**** PAGE ****

Posture during your Interview

Posture is one component of body language during your interview. With the market tightening and the amount of qualified individuals in the marketplace, it is imperative to improve. Improve yourself every single day. Tell yourself that you are going to have a wonderfully productive day today. There is no better way to have a great day than to learn and implement a new skill. Today’s skill to be learned is regarding posture.
Firstly, let me define what is in my confused mind to what posture means. There is physical structure of your body, what we call body language, and there is positioning or attitude that you portray. Secondly, I would like to express traits or techniques to be followed in each of those two areas.

PHYSICAL Posture:

  • Stand up to shake the interviewers hand. (may not fit but it is a pet peeve of mine and shows your interest, effort, and energy level)

**** MATERIAL ****

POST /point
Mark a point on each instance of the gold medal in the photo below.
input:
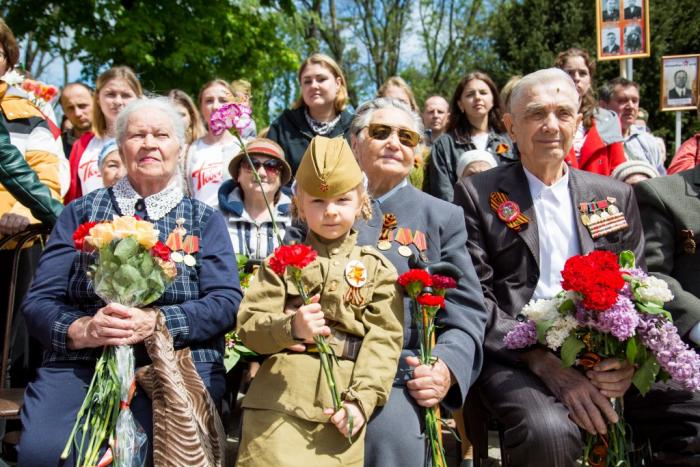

****

_WHAT TO WORK ON_:
[1] In the page on interview posture, what is the first point listed under physical posture?
[2] Decide whether each statement agrees with the page on interview posture. Answer yes or no for each, and quote the words of the page that settle it.
(a) Posture is described as one component of body language during an interview.
(b) The page says the job market is loosening.
(c) The writer calls standing to shake the interviewer's hand a pet peeve.
[3] Carry on the page on interview posture from its final point.

_ANSWERS FOR THIS EXERCISE_:
[1] Stand up to shake the interviewer's hand.

[2]
(a) Yes: "Posture is one component of body language during your interview."
(b) No: "With the market tightening and the amount of qualified individuals in the marketplace"
(c) Yes: "it is a pet peeve of mine"

[3]
  • Mimic physical posture to a point. If the interviewer is formal, mimic those moves. If the interviewer is leaning back with their feet up on the desk you can maybe at best sit back in your chair and relax a little. You should attempt to be anxiously engaged in the interview by sitting on the front of the chair leaning into the conversation.
  • Mimic verbal tone. Sometimes employers are slow talkers others act as if they are on speed and can’t slow down. Match their pace of conversation. Pretend that you are having a conversation with someone in the car next to you. Are you on city streets or the highway.
  • Eye contact. It is alright to look someone in the eye during your interview.

ATTITUDINAL Posture:

  • You are being interviewed by the company. In today’s “employers market” you are no longer at as much liberty to be interviewing the company. You are interviewing to sell yourself and your ability to make an impact on the company.
  • Too nonchalant or too desperate. I used to get a call from a sales guy trying to sell me his recruiting software. He would call me 2 or 3 times per day asking me if we had made a decision yet. This went on despite me telling him multiple times daily for a couple of months. His first name was Justin so we renamed him to DJ (meaning Desperate Justin) Try not to come across too desperate. Along the same vein, if you come across too “Joe Cool” you may just end up being “too good” to work at that company. Oh my gosh, I just got a voice mail form DJ while I was writing this post. Unbelievable!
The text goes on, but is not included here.